§ **READING TEXT**
-- start --
For one reason or another motorcycle makers are not all that into making concepts. Maybe it's that the design of two-wheeled vehicles can't really be improved to such an extent as to appear extravagant, and there are only so many pieces of technology they can think of that can't already be sent into production.

Whatever the motive, outside of renderings born from the minds of imaginative people there are not that many concepts in the portfolio of major motorcycle makers to be worth the trouble. But there is one exception: Honda.

The Japanese have been around making motorcycles since 1946, and just 13 years later they climbed to the top of the sales charts, a position they haven't left since – Honda is presently holding in its grasp about a third of the global motorcycle market.

With such a high-profile image and the role of leader, Honda can afford from time to time to go off the rails and present motorcycle concepts. Some never go beyond that concept stage, others move to become prototypes and die there, while others make it into production – the natural life of any kind of concept in this world.

Because of their scarcity, we thought it would be best to bring motorcycle concepts under the spotlight for a while. And we'll start, naturally, with what Honda has to offer. This is not only because the company is the largest of its kind in the world, or because it has developed many concepts over the years, but first and foremost because some of these designs are utterly wacky and deserve to be remembered forever.

1. Honda E-Canopy (2011)

Honda E\-Canopy
Photo: Honda
Motorcycles and scooters usually come with only two wheels, but there are times when bikemakers and other players offer three-wheelers in a bid to satisfy the needs of those with a more precarious balance. And the Honda E-Canopy is something that was specifically designed for this task.

Shown in 2011 at the Tokyo Motor Show, the three-wheeled scooter tried to bring the stability of delivery scooters into the hands of civilian users for leisure activities. On top of it all, it also added a canopy as a sort of protection from the elements, adding an extra alluring feature to it.

The canopy also acted as a windscreen and protected the rider from the bottom of their feet to the tops of their heads. It was made from a transparent material, so it didn't interfere with visibility in any way.

As the E in the name says, the Honda scooter was electric, but no one ever bothered to give the complete details of the powertrain.

Designed as a ride for women, mostly, the scooter concept was in part inspired by the Honda Gyro Canopy, a model that was introduced in the 1980s and can still be had in several countries on this planet. In itself, the concept didn't really spawn a revolution in the segment.

2. Honda Wonder Walk (2015)
-- end --
§ **TASKS TO COMPLETE**
(1) Answer these about the Honda concepts article:
(a) Since what year has Honda been making motorcycles?
(b) At which event was the E-Canopy shown?
(c) Which earlier Honda model partly inspired the E-Canopy concept?
(2) Can you give the Honda concepts article from "Designed as a" up to and including "Wonder Walk (2015)", switching "1980s" to "1990s"?
The listing is separate material from the Honda concepts article.

§ **LISTED RECORDS**
-- start --
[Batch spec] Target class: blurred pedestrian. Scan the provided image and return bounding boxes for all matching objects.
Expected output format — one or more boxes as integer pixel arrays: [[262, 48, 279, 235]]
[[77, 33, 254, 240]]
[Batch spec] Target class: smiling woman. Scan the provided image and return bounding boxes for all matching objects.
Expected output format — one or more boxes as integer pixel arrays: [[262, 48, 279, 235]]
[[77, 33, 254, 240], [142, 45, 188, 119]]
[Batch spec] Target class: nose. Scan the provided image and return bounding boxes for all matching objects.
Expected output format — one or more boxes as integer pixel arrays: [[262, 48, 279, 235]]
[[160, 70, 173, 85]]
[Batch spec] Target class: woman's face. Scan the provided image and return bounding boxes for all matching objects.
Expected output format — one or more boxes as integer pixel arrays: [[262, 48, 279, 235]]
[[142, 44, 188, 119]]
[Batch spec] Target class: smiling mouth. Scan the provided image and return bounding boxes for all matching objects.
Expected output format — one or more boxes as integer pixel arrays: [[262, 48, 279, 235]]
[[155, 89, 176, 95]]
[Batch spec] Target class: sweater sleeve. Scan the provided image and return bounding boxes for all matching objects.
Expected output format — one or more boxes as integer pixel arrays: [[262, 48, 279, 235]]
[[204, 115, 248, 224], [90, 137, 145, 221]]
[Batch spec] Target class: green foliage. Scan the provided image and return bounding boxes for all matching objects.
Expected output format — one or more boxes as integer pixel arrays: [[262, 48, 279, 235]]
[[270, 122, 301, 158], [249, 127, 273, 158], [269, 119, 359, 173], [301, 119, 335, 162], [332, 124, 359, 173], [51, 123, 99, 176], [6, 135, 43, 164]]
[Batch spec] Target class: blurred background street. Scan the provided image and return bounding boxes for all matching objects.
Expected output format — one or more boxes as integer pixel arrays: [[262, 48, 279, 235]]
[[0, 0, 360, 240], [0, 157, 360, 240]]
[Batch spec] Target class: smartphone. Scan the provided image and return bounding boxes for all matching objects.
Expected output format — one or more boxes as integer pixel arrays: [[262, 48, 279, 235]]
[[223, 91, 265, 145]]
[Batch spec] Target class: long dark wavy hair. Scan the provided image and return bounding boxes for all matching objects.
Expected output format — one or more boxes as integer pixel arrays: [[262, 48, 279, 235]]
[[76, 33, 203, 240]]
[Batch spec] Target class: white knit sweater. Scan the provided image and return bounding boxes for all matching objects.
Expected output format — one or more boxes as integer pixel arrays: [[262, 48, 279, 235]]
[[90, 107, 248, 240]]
-- end --
§ **OUTPUTS FOR THE TASKS**
(1)
(a) 1946
(b) The 2011 Tokyo Motor Show
(c) The Honda Gyro Canopy

(2)
Designed as a ride for women, mostly, the scooter concept was in part inspired by the Honda Gyro Canopy, a model that was introduced in the 1990s and can still be had in several countries on this planet. In itself, the concept didn't really spawn a revolution in the segment.

2. Honda Wonder Walk (2015)